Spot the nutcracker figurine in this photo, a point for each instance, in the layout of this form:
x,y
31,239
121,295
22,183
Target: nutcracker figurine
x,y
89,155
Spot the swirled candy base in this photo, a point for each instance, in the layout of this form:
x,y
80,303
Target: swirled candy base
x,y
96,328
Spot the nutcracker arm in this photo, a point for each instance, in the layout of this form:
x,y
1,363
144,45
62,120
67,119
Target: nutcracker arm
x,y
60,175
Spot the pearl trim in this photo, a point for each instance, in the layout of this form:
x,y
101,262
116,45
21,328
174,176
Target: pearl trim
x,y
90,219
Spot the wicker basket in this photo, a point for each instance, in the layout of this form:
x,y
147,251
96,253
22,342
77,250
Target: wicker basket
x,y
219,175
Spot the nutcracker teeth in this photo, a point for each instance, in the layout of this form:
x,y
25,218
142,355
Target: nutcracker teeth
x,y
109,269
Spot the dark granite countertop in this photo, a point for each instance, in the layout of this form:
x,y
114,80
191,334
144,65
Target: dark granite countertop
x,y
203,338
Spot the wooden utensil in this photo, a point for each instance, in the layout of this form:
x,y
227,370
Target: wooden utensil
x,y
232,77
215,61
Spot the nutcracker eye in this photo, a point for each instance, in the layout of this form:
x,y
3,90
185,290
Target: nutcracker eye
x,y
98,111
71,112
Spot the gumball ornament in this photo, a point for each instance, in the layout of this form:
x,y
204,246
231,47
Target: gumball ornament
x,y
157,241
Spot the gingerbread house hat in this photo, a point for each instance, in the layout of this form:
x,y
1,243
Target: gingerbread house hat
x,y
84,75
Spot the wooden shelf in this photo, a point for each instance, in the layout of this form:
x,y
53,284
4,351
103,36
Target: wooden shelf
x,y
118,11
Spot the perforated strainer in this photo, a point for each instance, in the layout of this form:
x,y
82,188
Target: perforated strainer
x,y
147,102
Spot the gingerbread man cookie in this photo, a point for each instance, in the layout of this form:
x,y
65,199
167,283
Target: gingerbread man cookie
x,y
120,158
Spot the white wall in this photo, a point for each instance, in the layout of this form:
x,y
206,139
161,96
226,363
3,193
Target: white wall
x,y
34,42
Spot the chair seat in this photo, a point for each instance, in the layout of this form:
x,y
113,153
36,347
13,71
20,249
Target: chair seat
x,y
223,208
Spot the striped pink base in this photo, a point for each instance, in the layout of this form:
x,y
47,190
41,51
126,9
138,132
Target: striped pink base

# # # # # # #

▸ To be done
Transcribe the whole listing with nothing added or left out.

▸ Response for this exercise
Spot the nutcracker figurine in this photo, a point for each instance, in the layout of this form:
x,y
31,239
121,295
22,183
Target: nutcracker figurine
x,y
89,155
Spot the swirled candy base in this photo, a point for each instance, in the layout of this form:
x,y
80,303
Target: swirled candy base
x,y
96,328
Spot the nutcracker arm in this photo, a point for each instance, in the layout of this form:
x,y
1,363
144,45
62,120
67,119
Target: nutcracker arm
x,y
60,175
Spot the pearl trim in this photo, a point for each instance, in the layout of this form:
x,y
101,262
116,45
21,328
174,176
Target: pearl trim
x,y
90,219
Spot the wicker basket in this photo, a point for each instance, in the layout of this form:
x,y
147,251
96,253
22,342
77,250
Target: wicker basket
x,y
219,175
Spot the nutcracker teeth in this photo, a point for each instance, in the layout of this form:
x,y
25,218
142,355
Target: nutcracker teeth
x,y
109,269
Spot the dark granite countertop in this photo, a point for each instance, in the layout of this form:
x,y
114,80
191,334
144,65
Target: dark granite countertop
x,y
203,338
Spot the wooden utensil in this photo, a point for each instance, in the layout of this form:
x,y
227,370
Target: wooden utensil
x,y
232,77
215,61
Spot the nutcracker eye in this photo, a point for each instance, in the layout of this form:
x,y
3,90
185,290
Target: nutcracker eye
x,y
98,111
71,112
Spot the gumball ornament in this photo, a point for each instance, in the layout of this form:
x,y
204,246
231,47
Target: gumball ornament
x,y
157,241
Spot the gingerbread house hat in this photo, a point for each instance, in the layout of this form:
x,y
1,243
Target: gingerbread house hat
x,y
84,75
Spot the wooden shelf in this photo, a point for each instance, in the layout of this form:
x,y
53,284
4,351
103,36
Target: wooden shelf
x,y
118,11
Spot the perforated strainer in this photo, a point for each instance, in the layout of this form:
x,y
82,188
Target: perforated strainer
x,y
147,102
Spot the gingerbread man cookie in this photo, a point for each instance, in the layout of this form:
x,y
65,199
167,283
Target: gingerbread man cookie
x,y
120,158
Spot the white wall in this photo, a point for each instance, in the layout of this form:
x,y
206,139
161,96
226,363
3,193
Target: white wall
x,y
34,42
Spot the chair seat in this photo, a point for each instance, in the layout of this form:
x,y
113,153
36,347
13,71
20,249
Target: chair seat
x,y
223,208
Spot the striped pink base in this photo, a point for each instance, in the layout of this form:
x,y
47,190
41,51
126,9
138,132
Target: striped pink base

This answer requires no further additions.